__Work item__.
Each record needs to be retyped exactly, though its pictures should not appear.

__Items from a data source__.
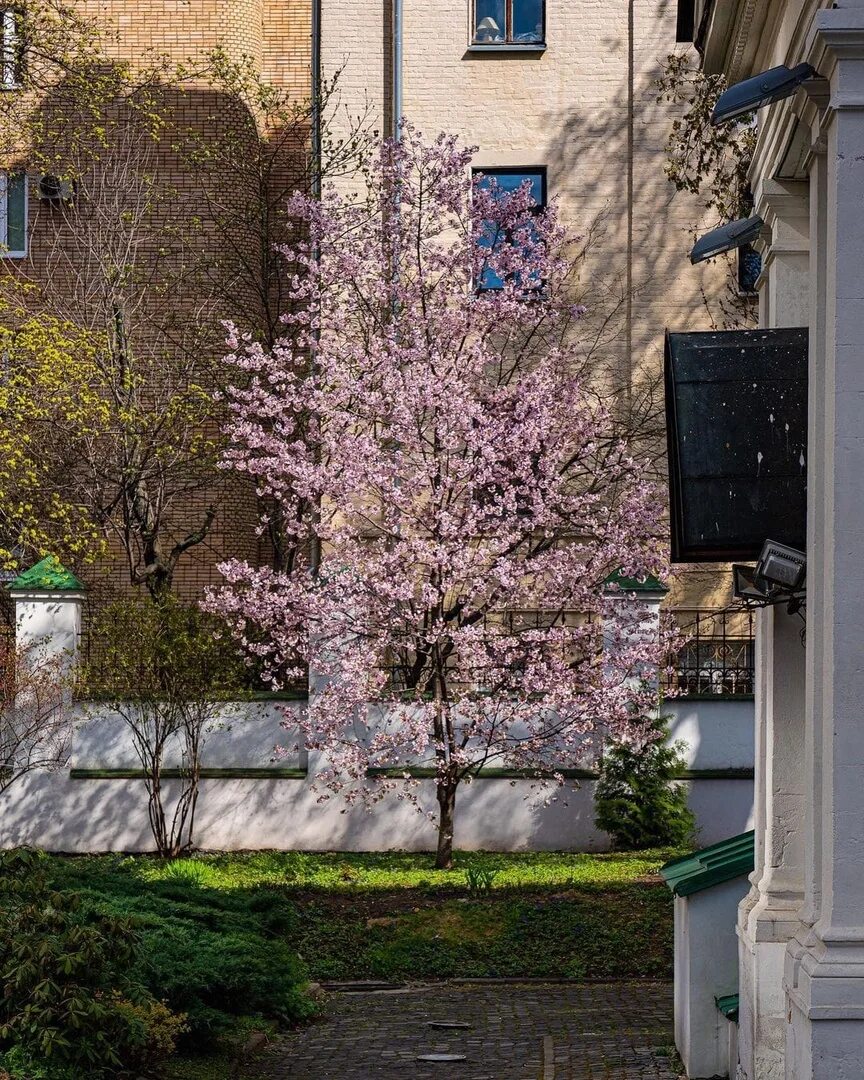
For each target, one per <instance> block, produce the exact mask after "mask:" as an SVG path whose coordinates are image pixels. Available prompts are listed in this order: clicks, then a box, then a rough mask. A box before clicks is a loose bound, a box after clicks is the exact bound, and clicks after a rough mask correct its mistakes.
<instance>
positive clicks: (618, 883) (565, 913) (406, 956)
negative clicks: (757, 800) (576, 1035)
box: [53, 850, 672, 1075]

__Response below__.
For each target, one per <instance> block, produce the exact mask after "mask:" as an SVG path whose coordinates are image pixels. Available prompts are listed in this order: clicks, then a box, then a rough mask. A box before clicks is a loose bound, a box after clicks is the exact bound, and clicks after a rough mask correct its mistakes.
<instance>
positive clicks: (618, 883) (565, 913) (406, 956)
negative clicks: (757, 800) (576, 1035)
box: [53, 850, 672, 1075]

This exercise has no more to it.